▸ **WHAT IS REQUIRED**
Could you reproduce the passage on medical care between "I've seen useful" and "was very expensive.", inclusive, switching "doctors" to "physicians" throughout?

▸ **GIVEN TEXT**
I've seen useful MDs as well, especially with pediatricians and radiologists. I'm not saying MDs are bad or useless. But I'm increasingly convinced that different educational and training paths do not necessarily mean inferior or superior care; that a lot of services could be provided through different providers or mechanisms; and a lot of what people see providers for could be obtained without any provider as a middleman.


This was my experience going through a half dozen doctors. I found a great one finally, but they didn't even bother taking insurance, and it was very expensive.


Excluding emergency situations, the biggest issue IMO is diagnosis. So many tests, scans, listening, observation, etc. is all about understanding what the problem actually is. Once you accurately identify the problem, treatment can be effectively given (if one exists) via the current system.

For mysterious problems that elude a simple diagnosis you can really be stuck. Most doctors don’t have the time for complex cases. It’s worth becoming your own health researcher if no one else can identify the issue.

▸ **DATA LISTING**
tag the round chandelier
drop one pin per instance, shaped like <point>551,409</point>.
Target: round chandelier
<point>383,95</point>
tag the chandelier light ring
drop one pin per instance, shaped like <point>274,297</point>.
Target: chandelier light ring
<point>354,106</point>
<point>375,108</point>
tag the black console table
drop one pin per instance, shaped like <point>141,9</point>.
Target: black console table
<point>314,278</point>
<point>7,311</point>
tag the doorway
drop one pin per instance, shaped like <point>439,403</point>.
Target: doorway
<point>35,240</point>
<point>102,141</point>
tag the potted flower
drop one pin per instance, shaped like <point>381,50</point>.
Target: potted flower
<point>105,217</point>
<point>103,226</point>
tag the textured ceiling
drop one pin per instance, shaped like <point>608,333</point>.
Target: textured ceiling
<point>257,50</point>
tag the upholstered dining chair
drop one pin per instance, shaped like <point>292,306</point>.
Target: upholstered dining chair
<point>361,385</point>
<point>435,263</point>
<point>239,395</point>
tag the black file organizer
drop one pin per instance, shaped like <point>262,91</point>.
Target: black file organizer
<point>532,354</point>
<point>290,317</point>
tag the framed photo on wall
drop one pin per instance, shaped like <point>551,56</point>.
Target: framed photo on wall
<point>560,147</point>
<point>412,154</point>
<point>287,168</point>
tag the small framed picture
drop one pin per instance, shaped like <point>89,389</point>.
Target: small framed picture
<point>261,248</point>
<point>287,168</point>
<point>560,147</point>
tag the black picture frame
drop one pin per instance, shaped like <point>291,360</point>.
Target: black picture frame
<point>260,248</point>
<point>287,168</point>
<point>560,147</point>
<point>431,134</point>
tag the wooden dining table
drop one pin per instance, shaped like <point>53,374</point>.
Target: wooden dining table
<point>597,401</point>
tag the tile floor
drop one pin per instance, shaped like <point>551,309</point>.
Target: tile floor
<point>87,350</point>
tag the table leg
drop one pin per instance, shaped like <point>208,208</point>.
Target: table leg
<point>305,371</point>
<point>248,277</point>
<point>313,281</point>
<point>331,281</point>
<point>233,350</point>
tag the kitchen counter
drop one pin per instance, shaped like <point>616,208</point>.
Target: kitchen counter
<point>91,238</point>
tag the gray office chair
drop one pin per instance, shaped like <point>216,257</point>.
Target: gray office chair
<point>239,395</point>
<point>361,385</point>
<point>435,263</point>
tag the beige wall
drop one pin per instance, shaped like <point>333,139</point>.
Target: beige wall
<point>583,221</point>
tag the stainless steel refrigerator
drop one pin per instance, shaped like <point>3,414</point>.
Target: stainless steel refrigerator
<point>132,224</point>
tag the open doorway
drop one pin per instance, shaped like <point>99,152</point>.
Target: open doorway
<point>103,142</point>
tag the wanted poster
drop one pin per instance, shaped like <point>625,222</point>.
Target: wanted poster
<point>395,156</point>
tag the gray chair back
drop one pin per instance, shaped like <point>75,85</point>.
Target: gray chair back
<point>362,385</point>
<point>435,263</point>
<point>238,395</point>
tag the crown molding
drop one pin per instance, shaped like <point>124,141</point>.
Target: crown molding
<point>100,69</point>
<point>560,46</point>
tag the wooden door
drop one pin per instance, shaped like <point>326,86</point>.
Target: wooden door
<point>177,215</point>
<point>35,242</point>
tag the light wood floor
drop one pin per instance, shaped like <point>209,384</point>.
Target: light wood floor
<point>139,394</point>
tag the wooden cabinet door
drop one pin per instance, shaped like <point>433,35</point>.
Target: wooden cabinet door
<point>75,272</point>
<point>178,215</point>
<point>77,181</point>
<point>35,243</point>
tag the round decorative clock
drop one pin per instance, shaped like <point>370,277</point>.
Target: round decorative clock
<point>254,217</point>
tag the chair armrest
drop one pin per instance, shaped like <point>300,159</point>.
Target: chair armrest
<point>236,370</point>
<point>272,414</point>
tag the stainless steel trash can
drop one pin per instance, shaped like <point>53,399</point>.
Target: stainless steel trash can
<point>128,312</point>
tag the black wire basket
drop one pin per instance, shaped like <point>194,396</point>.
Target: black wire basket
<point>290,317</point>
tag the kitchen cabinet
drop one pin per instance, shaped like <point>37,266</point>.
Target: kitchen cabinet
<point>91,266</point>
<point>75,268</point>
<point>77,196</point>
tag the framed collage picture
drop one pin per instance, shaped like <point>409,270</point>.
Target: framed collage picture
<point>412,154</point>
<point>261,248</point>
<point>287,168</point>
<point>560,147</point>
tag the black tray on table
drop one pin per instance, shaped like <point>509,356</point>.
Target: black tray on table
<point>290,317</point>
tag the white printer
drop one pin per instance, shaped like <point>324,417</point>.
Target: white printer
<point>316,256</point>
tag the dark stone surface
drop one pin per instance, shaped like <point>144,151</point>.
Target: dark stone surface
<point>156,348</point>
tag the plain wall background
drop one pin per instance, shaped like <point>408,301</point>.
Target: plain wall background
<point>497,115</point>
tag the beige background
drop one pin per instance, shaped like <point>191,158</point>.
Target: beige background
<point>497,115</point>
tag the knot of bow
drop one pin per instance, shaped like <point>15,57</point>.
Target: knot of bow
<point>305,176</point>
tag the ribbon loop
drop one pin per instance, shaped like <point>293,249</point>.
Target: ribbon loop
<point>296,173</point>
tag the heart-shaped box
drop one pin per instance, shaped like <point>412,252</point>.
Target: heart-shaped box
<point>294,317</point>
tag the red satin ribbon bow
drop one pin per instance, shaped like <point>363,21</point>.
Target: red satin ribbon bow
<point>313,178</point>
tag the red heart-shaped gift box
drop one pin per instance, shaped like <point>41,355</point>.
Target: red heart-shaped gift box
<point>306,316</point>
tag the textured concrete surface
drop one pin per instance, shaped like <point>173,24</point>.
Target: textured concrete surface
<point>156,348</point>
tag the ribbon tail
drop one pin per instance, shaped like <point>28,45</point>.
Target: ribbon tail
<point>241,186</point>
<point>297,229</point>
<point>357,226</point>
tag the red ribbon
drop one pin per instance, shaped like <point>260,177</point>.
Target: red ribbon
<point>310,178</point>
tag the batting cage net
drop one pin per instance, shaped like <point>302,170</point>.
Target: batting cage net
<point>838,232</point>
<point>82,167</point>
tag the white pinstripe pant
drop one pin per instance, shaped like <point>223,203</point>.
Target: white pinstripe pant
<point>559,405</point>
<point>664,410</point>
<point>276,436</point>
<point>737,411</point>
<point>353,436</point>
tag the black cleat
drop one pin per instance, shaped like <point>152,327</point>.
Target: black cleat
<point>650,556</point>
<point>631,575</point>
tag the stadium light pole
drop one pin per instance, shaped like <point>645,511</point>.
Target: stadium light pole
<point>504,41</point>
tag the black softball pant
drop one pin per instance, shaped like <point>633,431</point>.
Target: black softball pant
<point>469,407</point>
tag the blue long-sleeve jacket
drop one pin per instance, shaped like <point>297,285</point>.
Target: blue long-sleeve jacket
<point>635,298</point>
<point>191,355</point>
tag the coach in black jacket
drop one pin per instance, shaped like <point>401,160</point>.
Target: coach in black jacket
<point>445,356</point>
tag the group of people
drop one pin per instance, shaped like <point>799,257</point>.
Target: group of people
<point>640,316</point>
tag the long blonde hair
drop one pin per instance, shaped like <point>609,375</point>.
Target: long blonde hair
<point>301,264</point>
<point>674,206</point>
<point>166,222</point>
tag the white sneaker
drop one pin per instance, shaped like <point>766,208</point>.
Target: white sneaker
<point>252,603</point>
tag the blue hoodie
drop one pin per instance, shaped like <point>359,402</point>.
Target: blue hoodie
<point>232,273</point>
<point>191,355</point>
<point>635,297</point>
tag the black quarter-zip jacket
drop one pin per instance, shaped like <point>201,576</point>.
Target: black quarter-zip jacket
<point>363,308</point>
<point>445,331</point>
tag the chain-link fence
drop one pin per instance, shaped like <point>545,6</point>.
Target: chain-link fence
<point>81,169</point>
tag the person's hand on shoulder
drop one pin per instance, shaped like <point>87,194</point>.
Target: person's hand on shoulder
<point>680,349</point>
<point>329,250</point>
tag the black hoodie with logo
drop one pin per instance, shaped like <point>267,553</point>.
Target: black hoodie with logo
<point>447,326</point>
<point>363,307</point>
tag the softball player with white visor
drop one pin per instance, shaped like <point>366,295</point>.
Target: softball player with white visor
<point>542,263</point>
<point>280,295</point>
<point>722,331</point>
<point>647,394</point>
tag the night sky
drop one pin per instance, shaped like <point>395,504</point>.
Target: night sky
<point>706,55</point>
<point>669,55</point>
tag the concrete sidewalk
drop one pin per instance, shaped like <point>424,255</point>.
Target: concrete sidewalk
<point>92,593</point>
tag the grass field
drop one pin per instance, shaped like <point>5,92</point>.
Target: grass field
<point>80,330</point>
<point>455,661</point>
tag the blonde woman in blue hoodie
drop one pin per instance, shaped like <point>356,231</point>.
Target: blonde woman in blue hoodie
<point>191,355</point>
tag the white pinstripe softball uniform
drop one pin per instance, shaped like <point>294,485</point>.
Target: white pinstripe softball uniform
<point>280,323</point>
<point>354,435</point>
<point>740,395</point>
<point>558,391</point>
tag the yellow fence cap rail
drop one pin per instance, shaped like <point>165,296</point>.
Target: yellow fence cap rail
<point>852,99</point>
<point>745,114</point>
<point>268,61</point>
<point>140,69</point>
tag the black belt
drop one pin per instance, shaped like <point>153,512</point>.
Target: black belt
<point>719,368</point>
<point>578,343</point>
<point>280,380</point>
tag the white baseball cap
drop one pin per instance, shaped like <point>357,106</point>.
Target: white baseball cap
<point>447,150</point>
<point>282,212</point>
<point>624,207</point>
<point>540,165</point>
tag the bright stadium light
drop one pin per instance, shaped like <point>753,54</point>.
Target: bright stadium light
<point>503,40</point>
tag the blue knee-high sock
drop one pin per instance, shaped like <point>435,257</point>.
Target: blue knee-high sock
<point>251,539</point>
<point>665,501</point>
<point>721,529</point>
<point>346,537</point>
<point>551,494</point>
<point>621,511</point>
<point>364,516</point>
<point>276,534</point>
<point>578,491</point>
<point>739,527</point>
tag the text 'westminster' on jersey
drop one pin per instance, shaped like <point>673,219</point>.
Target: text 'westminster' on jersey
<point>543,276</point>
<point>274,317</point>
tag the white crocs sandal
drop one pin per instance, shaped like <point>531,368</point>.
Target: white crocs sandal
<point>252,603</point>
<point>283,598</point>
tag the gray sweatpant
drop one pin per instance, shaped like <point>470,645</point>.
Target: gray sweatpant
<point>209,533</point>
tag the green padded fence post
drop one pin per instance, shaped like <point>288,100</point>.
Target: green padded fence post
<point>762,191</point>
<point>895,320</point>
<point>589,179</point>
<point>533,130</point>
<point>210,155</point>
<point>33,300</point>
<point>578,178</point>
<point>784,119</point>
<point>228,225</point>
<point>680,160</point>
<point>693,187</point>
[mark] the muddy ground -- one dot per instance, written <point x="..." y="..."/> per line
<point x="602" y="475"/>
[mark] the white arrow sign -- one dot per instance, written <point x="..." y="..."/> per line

▸ **EXERCISE SOLUTION**
I've seen useful MDs as well, especially with pediatricians and radiologists. I'm not saying MDs are bad or useless. But I'm increasingly convinced that different educational and training paths do not necessarily mean inferior or superior care; that a lot of services could be provided through different providers or mechanisms; and a lot of what people see providers for could be obtained without any provider as a middleman.


This was my experience going through a half dozen physicians. I found a great one finally, but they didn't even bother taking insurance, and it was very expensive.